• [Document segment]:
Wow man!!! Thats just amazing!!


----------



## agctribefan (Oct 22, 2008)

Dayum! That is just crazy.


----------



## vicegrips.ceo. (Dec 14, 2007)

glad to see someone else stockpiles obsidians.


----------



## baba (Nov 5, 2007)

Great humi! You did a nice job on the pictures.


----------



## SmoknTaz (Jun 18, 2008)

DOZER said:


> http://shop.ebay.com/?_from=R40&_trksid=m38.l1311&_nkw=oust&_sacat=See-All-Categories


Thanks Mike.


----------



## dravensghost (Sep 21, 2007)

OY!!
:dribble: :dribble:
i think my eyes just exploded out of my head
amazing sir!!


----------



## MaduroSmoke (Sep 21, 2008)

HOly shit if i only had that many./... that looks great!!!!!!!!!!


----------



## allenrs (Oct 15, 2008)

I got nothing in my little humi jar.some day when (money grows on trees I will.)


----------



## Yesenia-cl (Dec 29, 2007)

Dozer said:


> Someone asked to see my Humi, and soon-to-be Humi of the Queen of the Universe. Well here it is!


I fixed your post for you.  Now I dont get jealous of your humi because I get to steal yo ceegars!


----------



## Doogie (Oct 15, 2007)

very nice Mike


----------



## Cypress (Jun 27, 2007)

And I thought I had a buying problem......


----------



## smokem-cl (Aug 16, 2007)

Found it DOZER...all I can say is WOW!!! yeah yer gonna need to make room for the two...er um...three boxes ya got...lol


----------



## karmaz00 (Dec 5, 2007)

simply awesome


----------

• [Material provided]:
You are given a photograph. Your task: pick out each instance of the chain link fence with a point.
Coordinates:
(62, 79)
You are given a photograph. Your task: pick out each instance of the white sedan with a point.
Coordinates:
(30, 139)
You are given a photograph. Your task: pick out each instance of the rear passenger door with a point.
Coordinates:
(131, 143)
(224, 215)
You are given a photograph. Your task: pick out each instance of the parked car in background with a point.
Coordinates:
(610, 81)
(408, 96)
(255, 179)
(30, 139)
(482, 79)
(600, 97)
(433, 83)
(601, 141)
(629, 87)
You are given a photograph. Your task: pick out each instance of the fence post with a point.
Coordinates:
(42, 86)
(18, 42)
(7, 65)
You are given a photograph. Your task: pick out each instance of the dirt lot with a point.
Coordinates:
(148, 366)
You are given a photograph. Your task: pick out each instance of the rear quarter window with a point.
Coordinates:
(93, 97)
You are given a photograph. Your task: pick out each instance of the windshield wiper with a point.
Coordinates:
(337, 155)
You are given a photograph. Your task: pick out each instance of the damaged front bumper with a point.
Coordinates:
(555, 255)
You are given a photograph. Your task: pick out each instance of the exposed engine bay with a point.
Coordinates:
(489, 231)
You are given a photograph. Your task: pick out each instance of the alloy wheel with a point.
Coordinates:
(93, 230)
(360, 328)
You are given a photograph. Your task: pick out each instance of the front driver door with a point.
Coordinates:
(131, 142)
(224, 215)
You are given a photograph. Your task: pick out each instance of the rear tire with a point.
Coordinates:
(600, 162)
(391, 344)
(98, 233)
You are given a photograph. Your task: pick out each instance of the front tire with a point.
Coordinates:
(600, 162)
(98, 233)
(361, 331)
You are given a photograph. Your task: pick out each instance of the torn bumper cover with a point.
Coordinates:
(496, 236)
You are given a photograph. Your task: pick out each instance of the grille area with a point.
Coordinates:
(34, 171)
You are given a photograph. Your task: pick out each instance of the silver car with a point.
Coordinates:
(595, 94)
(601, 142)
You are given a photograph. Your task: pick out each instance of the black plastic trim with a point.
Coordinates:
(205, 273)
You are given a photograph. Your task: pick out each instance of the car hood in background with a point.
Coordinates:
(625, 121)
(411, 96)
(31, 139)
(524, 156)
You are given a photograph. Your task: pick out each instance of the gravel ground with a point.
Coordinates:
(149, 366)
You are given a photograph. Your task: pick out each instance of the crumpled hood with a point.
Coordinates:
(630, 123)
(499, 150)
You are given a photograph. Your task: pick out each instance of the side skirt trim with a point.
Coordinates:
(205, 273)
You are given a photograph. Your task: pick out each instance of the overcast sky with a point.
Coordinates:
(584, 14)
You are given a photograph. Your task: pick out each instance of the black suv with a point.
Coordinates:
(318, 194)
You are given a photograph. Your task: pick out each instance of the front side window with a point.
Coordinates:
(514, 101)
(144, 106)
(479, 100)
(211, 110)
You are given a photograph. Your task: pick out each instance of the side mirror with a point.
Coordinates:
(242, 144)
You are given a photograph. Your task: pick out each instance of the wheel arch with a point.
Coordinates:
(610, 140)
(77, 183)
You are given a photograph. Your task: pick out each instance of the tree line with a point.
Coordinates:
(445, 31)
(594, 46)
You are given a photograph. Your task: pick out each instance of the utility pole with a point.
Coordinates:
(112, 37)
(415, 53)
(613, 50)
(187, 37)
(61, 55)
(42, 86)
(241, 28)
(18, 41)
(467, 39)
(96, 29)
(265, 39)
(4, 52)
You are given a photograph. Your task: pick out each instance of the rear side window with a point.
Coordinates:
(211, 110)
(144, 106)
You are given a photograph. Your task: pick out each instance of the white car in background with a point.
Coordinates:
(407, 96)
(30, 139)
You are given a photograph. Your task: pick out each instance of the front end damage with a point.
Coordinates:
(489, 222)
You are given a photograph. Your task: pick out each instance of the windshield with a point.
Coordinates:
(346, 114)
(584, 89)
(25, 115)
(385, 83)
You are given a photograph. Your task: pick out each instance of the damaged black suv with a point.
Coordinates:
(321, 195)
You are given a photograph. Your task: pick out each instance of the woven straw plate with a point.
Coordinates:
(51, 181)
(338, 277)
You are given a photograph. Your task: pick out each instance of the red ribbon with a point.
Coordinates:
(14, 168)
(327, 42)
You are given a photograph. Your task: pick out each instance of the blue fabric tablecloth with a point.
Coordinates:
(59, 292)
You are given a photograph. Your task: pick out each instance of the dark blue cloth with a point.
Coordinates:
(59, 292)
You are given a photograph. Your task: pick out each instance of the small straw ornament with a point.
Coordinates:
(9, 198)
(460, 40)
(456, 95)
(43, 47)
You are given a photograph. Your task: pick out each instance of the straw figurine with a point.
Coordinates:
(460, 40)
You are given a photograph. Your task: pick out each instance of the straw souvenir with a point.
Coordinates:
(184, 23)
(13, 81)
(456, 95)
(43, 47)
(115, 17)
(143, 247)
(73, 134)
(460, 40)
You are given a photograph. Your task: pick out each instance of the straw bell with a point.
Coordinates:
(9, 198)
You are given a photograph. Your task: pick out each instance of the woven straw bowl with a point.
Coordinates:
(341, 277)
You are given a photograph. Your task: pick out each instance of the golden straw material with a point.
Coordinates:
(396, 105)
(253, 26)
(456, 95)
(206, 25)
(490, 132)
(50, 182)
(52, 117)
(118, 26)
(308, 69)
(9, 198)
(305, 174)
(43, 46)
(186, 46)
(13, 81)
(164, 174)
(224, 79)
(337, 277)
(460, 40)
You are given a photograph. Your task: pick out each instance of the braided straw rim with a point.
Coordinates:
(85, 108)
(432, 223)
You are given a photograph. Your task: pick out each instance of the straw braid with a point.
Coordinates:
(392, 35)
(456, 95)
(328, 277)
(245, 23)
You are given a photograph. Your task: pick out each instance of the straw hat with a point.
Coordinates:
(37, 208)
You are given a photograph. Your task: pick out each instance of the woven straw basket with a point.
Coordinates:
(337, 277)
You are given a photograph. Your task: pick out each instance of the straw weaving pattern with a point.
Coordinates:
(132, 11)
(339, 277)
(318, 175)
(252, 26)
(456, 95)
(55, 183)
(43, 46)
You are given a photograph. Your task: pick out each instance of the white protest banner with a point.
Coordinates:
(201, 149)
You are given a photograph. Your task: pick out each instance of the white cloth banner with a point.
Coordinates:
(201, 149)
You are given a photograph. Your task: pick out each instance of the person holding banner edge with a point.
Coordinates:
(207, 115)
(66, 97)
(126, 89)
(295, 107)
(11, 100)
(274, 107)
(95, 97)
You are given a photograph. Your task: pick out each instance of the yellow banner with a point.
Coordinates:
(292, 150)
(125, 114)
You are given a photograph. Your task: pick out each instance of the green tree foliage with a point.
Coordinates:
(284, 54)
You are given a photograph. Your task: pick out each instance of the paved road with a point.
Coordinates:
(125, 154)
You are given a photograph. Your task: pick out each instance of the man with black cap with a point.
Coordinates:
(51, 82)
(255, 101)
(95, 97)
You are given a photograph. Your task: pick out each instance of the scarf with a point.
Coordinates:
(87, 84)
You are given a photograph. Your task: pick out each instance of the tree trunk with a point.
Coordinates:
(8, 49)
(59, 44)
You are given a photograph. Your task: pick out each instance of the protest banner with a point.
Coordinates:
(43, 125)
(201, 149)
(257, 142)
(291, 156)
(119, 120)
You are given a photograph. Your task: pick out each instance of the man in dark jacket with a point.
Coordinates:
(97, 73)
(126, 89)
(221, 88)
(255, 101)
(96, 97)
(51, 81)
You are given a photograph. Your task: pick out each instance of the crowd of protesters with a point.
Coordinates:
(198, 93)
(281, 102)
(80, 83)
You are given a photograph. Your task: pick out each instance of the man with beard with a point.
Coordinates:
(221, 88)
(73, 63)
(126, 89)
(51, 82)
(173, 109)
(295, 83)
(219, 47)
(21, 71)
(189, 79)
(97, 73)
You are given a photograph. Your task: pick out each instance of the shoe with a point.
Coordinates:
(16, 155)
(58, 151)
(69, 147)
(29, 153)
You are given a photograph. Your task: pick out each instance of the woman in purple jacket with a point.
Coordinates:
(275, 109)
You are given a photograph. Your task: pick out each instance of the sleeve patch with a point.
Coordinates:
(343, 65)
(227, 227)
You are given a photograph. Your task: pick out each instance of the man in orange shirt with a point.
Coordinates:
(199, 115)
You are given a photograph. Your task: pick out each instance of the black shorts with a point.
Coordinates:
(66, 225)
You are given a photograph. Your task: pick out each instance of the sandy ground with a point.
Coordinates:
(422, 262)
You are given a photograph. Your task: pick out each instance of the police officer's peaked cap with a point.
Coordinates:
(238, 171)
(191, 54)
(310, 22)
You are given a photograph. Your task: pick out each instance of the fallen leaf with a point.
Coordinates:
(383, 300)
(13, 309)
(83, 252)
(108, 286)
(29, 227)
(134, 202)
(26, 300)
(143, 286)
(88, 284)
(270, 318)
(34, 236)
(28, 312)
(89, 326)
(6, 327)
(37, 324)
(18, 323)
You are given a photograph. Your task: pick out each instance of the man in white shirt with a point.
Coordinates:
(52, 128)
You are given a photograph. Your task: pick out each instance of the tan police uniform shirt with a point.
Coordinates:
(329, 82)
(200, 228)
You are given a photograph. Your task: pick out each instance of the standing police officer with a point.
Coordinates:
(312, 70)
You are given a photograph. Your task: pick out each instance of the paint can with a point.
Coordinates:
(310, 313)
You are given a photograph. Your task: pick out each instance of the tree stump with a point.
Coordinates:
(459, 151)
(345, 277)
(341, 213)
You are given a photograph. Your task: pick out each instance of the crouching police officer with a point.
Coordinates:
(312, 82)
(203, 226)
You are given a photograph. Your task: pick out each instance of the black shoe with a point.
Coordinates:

• [Objectives]:
(1) In the humidor thread, rewrite the paragraph beginning "Found it DOZER" in a shorter form that keeps its main points.
(2) In the humidor thread, which usernames have a header with a 2008 date?
(3) Print the humidor thread between "I got nothing" and "here it is!", inclusive.

• [Results in order]:
(1) Found it, DOZER. Wow! You'll need to make room for the three boxes you have.

(2)
agctribefan
SmoknTaz
MaduroSmoke
allenrs

(3)
I got nothing in my little humi jar.some day when (money grows on trees I will.)


----------



## Yesenia-cl (Dec 29, 2007)

Dozer said:


> Someone asked to see my Humi, and soon-to-be Humi of the Queen of the Universe. Well here it is!